Your goal: Take the entries below and print only the lines from the one with "column 237, row 242" through the one with "column 245, row 213", exactly as they stand, both ends included.
--------------------------------------------------
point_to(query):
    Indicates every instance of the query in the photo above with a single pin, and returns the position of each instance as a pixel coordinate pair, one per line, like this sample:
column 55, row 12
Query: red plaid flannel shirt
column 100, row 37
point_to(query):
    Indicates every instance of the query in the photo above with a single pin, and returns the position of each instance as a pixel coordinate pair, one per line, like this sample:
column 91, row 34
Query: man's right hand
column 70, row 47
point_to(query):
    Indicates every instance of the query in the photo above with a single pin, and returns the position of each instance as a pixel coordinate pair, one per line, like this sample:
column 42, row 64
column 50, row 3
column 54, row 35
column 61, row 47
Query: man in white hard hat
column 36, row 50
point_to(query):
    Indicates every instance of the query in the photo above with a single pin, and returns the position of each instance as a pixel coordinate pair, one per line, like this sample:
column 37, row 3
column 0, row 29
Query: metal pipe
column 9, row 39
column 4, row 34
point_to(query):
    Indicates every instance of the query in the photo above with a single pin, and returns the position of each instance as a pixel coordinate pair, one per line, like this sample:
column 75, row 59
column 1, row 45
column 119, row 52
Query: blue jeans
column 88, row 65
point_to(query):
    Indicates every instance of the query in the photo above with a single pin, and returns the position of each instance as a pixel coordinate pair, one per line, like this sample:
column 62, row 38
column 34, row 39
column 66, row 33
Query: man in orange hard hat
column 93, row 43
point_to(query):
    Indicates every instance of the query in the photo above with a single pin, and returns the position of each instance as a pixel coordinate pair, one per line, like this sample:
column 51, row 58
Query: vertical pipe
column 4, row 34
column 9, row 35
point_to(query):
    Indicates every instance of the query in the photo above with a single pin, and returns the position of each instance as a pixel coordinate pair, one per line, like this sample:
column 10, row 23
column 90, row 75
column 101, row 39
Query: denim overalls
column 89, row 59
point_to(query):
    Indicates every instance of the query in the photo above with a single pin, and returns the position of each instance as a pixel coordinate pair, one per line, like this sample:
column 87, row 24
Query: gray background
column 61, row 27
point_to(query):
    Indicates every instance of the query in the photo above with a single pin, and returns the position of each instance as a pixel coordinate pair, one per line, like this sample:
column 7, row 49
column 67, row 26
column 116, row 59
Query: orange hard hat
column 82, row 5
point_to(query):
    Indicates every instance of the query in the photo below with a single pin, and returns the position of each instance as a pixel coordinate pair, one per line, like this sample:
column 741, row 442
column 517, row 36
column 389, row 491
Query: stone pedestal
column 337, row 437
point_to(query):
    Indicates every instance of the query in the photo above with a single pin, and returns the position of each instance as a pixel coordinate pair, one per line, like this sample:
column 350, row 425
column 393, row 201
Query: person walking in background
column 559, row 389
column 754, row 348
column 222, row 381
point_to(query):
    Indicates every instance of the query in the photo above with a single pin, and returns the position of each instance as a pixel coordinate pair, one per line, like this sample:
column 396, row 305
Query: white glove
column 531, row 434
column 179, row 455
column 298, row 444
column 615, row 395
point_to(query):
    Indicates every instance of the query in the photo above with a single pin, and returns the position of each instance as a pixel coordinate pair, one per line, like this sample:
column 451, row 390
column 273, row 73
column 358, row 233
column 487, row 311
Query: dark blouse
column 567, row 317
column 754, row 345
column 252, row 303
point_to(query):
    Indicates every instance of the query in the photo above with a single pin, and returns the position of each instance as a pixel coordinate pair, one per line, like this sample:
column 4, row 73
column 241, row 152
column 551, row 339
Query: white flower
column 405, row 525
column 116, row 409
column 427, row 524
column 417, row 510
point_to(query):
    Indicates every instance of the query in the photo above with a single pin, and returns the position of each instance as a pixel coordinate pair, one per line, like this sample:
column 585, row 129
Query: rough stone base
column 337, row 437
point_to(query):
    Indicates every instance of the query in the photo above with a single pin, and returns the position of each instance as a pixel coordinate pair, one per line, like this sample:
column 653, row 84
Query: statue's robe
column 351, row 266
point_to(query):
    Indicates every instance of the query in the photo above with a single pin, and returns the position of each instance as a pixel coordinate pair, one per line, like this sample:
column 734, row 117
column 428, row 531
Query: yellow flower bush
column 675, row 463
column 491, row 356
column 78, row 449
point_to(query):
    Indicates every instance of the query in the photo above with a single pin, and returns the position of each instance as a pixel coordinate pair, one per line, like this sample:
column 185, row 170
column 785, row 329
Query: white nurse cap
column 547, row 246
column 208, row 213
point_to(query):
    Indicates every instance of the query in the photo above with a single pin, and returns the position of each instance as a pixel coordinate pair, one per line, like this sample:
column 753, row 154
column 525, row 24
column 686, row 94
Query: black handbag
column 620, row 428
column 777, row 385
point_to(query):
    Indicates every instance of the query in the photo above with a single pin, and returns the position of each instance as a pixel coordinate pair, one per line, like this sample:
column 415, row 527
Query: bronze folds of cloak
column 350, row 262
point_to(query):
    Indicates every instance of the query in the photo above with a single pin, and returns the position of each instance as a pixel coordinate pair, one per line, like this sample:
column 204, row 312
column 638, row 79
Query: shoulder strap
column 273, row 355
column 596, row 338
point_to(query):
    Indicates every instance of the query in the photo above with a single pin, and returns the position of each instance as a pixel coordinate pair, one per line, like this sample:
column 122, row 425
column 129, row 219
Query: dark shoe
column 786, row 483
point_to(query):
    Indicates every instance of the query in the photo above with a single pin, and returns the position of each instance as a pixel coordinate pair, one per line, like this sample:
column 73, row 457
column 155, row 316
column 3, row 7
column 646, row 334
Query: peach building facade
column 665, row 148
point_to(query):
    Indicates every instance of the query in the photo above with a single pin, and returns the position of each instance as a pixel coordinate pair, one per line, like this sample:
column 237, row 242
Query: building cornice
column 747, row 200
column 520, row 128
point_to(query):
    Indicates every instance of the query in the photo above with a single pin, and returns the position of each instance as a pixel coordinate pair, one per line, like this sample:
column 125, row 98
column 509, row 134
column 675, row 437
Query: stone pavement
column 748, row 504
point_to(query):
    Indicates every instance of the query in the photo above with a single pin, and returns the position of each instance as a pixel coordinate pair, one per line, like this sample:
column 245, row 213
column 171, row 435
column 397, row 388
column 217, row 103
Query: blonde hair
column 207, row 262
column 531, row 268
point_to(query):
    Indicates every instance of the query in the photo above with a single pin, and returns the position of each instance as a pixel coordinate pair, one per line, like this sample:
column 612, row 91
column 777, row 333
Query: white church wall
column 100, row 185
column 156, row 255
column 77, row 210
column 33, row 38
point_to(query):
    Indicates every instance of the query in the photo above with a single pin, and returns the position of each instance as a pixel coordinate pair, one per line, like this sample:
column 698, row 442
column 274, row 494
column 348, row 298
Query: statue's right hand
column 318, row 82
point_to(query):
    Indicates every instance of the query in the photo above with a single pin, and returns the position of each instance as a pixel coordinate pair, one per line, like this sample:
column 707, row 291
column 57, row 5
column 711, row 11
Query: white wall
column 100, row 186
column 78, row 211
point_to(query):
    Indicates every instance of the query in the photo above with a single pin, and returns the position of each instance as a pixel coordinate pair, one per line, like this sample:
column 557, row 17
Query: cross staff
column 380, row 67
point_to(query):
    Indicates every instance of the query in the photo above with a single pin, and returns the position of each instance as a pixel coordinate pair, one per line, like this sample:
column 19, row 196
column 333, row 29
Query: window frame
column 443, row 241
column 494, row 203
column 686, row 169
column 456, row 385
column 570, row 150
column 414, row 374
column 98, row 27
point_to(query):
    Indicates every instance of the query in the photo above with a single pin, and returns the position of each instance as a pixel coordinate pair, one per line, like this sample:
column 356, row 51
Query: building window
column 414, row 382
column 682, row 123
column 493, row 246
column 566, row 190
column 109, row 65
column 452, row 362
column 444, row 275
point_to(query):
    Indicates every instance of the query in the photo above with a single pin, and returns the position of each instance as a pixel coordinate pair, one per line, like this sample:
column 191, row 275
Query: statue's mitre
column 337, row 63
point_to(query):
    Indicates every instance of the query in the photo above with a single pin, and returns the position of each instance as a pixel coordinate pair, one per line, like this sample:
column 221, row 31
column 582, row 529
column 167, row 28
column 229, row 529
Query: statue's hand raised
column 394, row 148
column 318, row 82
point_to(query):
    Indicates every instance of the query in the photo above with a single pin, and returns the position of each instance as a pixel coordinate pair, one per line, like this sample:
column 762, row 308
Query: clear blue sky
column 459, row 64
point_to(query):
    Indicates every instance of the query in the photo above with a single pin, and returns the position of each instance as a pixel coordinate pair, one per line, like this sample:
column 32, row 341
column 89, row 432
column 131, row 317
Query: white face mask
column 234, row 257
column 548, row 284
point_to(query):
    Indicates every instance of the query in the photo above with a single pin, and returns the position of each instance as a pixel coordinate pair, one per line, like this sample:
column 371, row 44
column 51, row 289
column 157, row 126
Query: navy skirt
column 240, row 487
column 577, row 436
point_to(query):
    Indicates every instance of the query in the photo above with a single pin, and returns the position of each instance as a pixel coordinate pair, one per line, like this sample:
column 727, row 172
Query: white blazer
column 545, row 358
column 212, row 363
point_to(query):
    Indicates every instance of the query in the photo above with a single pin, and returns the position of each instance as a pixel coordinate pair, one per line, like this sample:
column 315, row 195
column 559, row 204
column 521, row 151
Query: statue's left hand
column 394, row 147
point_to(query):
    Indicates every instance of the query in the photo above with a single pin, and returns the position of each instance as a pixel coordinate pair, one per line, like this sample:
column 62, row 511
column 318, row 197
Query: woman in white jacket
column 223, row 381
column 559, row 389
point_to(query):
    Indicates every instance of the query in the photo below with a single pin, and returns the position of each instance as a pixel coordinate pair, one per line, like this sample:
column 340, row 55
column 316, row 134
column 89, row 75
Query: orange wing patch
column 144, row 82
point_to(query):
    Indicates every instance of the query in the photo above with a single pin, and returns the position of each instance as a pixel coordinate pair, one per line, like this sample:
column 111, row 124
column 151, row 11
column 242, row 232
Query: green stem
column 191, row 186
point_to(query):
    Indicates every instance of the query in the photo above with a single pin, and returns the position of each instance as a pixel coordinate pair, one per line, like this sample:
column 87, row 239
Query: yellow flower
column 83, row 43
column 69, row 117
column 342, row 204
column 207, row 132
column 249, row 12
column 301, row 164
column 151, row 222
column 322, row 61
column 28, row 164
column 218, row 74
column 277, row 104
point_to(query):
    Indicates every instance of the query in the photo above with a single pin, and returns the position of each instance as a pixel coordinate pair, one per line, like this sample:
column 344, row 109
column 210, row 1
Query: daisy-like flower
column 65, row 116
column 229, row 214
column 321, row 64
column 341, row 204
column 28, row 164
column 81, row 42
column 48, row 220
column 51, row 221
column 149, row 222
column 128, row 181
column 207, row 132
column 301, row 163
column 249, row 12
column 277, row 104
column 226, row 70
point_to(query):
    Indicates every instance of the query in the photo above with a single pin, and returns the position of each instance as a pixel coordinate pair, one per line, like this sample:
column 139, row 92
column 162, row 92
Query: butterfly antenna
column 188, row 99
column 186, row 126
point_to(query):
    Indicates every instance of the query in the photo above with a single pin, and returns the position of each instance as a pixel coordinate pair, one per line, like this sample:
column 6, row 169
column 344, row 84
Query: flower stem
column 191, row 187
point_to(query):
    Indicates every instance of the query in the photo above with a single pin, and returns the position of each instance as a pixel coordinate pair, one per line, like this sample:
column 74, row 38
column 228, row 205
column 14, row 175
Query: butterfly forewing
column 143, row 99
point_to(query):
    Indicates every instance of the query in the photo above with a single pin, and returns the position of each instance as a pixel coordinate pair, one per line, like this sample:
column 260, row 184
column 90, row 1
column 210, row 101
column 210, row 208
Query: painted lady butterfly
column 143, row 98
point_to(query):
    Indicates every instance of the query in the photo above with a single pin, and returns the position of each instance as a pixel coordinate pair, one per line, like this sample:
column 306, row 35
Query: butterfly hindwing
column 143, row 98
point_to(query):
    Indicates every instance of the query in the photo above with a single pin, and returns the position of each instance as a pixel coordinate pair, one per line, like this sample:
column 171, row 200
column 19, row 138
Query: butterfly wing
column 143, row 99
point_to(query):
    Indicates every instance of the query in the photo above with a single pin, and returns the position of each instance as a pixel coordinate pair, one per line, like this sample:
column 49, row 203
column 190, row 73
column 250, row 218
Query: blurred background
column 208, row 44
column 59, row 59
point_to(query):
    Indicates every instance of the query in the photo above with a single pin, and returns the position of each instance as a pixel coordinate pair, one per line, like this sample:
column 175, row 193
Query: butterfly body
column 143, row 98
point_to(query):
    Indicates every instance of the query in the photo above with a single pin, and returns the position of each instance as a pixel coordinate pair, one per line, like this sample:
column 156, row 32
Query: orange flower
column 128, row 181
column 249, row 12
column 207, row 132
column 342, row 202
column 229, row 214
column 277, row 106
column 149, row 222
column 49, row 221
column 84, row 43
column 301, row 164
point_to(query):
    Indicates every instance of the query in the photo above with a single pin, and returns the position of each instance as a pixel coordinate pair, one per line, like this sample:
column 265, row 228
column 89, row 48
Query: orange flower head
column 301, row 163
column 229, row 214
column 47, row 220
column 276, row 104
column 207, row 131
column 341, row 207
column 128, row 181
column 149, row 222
--------------------------------------------------
Task response:
column 237, row 242
Query: building cornice
column 747, row 200
column 520, row 128
point_to(query):
    Indicates every instance of the query in the photo above with a single pin, and returns the position of each instance as a pixel coordinate pair, one per line, like this sample:
column 125, row 98
column 509, row 134
column 675, row 437
Query: stone pavement
column 748, row 504
point_to(query):
    Indicates every instance of the query in the photo above with a single pin, and returns the position of each instance as a pixel coordinate pair, one per line, like this sample:
column 245, row 213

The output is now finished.